● **Task requirements**
Report every line of the records below that contains the word "bracket".

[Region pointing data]

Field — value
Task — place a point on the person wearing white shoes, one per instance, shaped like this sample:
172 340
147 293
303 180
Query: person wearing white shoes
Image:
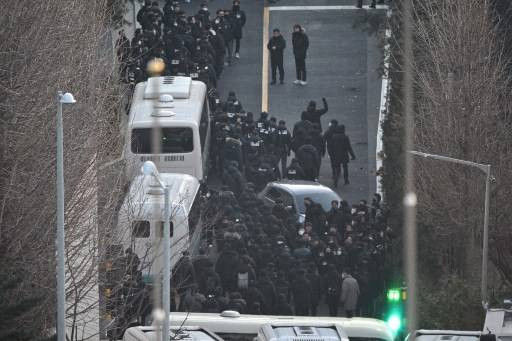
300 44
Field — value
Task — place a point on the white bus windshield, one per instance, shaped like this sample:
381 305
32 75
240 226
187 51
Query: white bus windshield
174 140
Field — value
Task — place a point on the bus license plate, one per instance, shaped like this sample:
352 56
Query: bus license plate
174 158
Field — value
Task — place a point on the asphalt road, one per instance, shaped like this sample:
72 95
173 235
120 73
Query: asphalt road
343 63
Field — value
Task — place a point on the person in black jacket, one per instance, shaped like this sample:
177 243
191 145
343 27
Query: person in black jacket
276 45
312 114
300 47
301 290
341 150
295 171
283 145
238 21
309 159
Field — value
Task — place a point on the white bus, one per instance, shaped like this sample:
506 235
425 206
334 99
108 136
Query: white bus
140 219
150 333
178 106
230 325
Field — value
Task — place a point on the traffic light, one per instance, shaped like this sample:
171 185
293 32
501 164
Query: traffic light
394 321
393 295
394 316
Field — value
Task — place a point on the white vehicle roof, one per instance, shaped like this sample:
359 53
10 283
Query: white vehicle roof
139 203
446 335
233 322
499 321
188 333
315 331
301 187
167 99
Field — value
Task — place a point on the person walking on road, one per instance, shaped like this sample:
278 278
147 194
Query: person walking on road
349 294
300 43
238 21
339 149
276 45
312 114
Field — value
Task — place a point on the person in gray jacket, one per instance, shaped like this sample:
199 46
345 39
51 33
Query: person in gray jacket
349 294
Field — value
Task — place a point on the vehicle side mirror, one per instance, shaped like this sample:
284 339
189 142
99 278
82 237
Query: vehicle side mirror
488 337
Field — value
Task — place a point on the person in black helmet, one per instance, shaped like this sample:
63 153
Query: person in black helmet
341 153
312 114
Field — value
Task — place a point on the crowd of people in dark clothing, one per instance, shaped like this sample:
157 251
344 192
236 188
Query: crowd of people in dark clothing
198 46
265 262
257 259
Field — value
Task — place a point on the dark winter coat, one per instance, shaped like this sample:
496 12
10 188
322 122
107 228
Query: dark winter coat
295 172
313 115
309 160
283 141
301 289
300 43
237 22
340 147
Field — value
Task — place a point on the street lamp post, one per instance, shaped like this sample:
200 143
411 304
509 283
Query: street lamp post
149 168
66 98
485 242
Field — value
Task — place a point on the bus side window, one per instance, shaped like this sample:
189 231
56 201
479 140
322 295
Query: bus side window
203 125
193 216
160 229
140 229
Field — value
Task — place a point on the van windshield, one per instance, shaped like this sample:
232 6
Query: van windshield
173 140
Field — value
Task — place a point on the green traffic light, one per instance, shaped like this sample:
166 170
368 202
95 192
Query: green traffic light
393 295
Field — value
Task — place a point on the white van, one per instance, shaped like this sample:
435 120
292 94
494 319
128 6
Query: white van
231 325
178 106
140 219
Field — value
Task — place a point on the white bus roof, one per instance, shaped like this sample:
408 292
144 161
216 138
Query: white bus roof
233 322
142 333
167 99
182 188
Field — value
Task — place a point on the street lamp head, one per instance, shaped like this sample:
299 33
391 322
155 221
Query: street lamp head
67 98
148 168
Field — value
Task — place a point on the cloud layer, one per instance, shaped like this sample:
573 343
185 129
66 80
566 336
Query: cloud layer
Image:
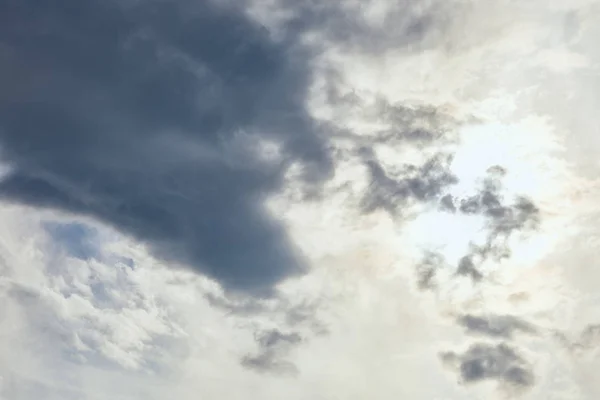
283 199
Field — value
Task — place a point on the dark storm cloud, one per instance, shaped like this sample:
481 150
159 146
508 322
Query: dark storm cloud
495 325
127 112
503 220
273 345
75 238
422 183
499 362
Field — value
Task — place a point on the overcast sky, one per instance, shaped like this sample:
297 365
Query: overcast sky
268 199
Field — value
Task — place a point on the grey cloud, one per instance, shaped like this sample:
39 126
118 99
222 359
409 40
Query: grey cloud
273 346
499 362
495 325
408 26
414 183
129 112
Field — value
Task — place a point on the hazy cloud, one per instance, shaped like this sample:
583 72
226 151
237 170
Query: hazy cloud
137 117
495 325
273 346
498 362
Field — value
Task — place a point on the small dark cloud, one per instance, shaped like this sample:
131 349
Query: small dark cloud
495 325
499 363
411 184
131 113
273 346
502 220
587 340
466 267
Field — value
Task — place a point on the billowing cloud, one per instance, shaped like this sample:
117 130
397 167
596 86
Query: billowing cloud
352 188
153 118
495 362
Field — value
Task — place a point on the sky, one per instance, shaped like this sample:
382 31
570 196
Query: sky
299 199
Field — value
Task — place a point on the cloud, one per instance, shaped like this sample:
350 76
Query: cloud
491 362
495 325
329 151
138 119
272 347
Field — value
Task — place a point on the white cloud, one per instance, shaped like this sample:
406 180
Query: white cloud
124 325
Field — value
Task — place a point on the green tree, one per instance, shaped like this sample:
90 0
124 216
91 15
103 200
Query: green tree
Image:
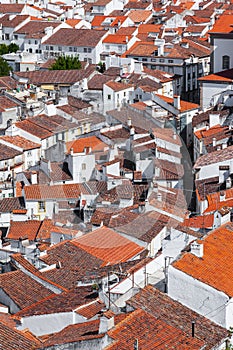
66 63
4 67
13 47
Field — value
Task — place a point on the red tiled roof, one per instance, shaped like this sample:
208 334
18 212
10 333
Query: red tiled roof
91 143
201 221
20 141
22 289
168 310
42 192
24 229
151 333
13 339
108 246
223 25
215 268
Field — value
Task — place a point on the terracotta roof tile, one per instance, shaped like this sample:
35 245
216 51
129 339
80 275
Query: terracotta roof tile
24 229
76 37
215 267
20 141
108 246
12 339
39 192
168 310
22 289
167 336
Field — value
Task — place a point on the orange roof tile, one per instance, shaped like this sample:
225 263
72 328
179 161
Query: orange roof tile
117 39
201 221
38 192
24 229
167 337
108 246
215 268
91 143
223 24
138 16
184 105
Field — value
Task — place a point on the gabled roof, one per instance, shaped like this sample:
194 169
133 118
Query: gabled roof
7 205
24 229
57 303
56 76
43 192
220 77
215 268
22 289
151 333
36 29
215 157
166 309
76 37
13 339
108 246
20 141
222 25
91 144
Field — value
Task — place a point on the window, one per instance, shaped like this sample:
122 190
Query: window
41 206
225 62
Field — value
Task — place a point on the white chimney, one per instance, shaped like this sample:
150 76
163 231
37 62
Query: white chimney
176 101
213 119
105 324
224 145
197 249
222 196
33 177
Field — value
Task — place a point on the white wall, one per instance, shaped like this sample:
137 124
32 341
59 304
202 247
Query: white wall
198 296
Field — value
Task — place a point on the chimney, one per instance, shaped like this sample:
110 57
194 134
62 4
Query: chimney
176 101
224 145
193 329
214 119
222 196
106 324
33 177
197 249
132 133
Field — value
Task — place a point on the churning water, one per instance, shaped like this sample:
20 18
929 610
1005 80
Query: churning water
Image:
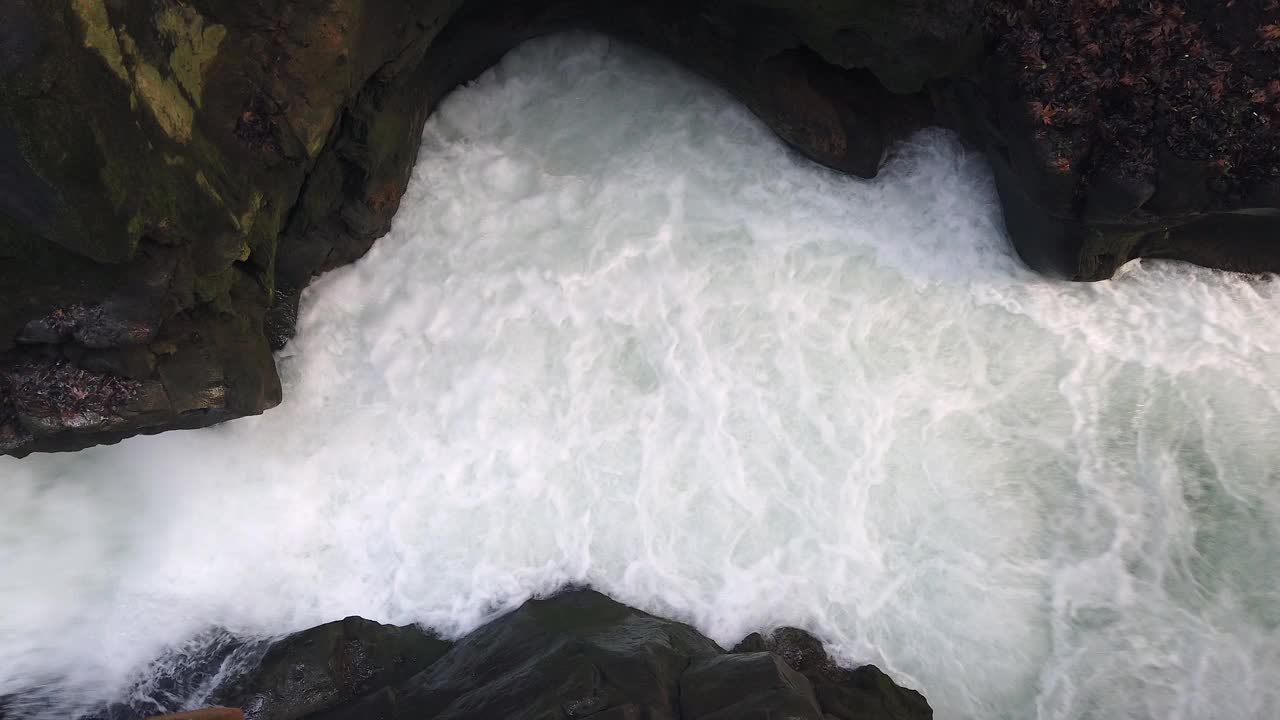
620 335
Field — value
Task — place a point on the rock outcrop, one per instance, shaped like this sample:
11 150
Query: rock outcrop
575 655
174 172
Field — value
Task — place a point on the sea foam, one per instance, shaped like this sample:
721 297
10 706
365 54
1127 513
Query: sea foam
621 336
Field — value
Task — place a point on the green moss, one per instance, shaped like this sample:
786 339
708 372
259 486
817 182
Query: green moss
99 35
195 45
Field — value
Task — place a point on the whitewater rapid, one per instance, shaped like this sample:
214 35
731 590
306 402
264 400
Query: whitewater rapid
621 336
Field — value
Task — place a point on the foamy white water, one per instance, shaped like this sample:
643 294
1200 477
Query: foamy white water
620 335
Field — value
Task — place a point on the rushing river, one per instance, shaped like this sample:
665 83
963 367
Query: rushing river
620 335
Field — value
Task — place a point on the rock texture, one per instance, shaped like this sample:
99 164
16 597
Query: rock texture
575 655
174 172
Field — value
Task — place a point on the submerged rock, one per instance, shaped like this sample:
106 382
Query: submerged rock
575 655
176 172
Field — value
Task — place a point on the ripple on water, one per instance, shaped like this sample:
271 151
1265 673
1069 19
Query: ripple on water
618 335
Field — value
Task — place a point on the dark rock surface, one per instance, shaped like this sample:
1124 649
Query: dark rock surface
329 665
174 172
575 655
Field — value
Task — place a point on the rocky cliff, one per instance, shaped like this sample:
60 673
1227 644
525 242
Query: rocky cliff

--

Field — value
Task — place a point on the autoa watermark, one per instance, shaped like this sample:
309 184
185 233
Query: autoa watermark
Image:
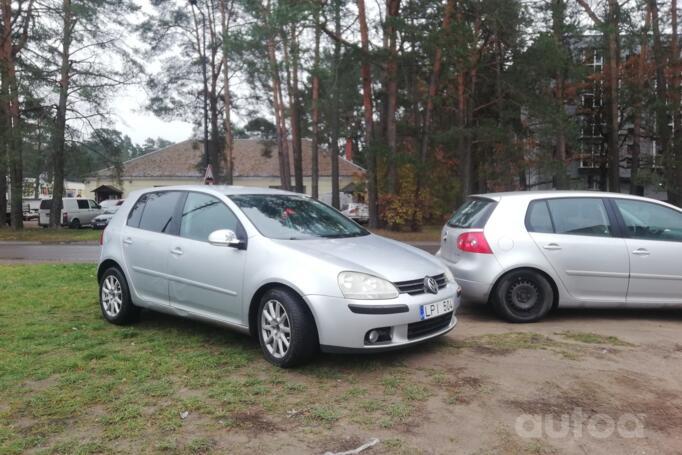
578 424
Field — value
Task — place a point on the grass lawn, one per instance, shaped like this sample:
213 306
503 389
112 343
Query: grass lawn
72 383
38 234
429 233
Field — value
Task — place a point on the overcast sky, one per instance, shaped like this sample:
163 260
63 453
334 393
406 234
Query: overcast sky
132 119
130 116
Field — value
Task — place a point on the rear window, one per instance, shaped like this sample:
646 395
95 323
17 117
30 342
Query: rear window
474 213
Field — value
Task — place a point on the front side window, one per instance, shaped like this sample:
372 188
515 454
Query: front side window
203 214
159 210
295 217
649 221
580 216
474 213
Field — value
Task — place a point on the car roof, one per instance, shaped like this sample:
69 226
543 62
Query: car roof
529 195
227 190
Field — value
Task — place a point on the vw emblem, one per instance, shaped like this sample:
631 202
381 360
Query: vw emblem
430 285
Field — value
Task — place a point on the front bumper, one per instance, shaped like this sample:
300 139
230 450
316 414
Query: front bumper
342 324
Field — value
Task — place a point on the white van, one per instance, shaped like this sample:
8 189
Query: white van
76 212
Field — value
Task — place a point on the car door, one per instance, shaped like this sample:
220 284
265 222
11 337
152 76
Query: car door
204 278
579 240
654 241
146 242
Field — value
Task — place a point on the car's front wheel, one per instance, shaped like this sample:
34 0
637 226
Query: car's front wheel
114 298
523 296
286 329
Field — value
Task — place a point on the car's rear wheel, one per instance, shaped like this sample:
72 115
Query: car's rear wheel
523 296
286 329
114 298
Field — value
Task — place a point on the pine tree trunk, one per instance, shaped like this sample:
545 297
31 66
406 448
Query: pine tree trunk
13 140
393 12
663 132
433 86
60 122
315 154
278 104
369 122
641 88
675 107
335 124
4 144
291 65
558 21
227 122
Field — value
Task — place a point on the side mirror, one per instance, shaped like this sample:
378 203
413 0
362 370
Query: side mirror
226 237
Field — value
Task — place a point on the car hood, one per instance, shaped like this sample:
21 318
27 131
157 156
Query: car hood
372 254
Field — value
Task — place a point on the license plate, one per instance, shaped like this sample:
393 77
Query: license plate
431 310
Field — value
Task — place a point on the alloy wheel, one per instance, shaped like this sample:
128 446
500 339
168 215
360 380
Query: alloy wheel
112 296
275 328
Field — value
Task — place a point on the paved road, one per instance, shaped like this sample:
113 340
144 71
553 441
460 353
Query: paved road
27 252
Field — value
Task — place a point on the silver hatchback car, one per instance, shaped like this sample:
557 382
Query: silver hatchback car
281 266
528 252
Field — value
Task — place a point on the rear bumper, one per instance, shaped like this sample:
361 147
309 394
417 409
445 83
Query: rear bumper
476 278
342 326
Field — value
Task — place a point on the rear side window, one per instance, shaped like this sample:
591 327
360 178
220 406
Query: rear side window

--

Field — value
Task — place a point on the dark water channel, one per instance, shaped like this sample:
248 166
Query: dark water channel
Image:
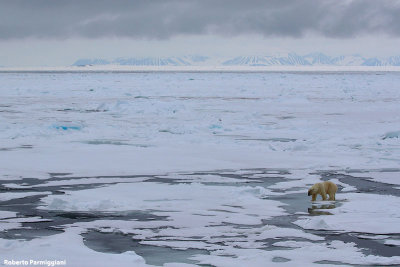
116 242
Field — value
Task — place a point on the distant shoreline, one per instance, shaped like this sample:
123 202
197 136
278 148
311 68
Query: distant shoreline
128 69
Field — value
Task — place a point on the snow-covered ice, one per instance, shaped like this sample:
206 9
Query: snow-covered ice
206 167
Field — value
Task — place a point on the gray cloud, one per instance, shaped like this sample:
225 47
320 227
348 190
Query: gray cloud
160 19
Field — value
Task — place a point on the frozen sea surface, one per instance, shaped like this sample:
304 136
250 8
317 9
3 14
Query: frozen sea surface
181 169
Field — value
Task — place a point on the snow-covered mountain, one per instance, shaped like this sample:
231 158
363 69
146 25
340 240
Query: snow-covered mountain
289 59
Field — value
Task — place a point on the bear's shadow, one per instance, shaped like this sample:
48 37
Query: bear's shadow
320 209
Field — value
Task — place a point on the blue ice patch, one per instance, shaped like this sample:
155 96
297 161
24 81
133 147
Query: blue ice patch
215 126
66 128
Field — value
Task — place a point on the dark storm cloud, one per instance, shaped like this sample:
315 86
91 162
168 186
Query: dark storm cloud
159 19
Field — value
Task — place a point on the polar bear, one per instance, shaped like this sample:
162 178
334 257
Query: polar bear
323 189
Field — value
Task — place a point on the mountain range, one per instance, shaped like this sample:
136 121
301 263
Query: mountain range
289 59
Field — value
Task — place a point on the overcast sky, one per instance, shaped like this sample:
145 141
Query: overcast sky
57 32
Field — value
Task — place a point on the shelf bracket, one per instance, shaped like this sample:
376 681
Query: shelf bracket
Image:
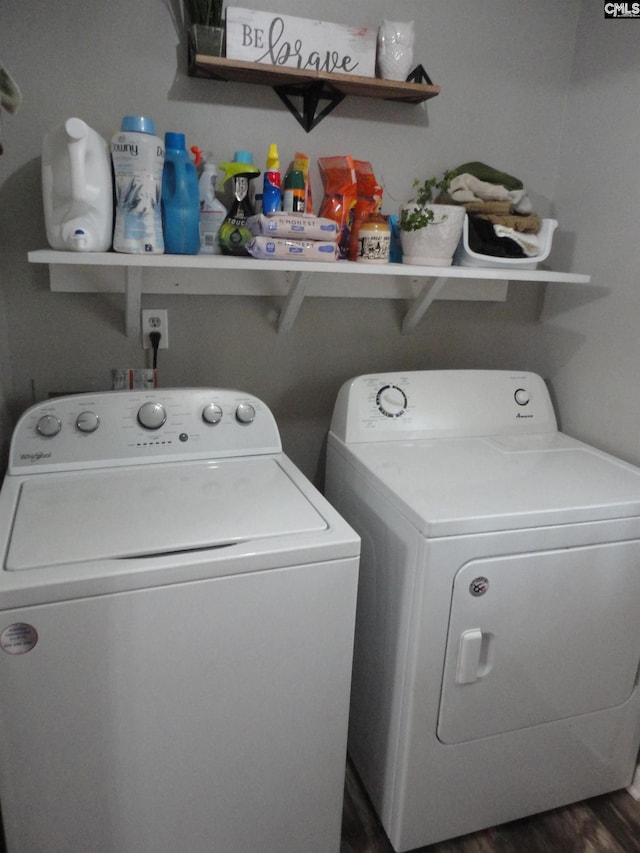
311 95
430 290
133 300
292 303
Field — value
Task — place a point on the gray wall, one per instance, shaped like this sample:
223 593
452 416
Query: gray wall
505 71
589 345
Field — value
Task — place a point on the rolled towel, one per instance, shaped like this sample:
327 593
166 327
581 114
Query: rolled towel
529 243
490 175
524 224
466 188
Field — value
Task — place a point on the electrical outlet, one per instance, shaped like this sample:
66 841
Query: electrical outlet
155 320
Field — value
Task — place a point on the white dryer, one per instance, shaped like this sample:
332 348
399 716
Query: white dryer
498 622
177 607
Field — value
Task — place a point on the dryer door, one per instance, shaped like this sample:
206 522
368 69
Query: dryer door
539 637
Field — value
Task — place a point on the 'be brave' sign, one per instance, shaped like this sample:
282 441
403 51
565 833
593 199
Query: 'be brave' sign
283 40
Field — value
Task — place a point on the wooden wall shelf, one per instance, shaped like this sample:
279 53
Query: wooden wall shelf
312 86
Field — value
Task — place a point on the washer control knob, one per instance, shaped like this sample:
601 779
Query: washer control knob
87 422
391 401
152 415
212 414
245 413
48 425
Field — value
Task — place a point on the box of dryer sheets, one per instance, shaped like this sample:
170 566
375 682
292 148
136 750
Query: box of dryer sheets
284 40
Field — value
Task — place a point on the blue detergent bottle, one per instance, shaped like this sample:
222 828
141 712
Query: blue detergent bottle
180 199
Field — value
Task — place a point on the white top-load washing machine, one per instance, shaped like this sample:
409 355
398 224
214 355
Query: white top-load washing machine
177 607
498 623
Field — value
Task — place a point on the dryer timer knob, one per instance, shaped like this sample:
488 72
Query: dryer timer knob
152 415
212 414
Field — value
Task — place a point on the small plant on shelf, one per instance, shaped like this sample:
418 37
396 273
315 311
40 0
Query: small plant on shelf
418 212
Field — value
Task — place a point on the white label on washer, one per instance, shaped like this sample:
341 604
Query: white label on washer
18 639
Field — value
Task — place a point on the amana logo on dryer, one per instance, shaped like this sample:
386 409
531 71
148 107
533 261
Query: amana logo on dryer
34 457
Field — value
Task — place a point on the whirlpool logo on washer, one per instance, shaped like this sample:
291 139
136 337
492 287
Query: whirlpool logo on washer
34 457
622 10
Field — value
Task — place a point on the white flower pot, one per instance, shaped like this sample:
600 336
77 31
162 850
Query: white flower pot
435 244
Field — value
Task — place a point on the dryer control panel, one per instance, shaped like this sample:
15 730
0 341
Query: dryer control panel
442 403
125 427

● **Task answer**
Task — place a point on the shelf bracket, one per instance, shaped like this sample:
Query: shelf bracket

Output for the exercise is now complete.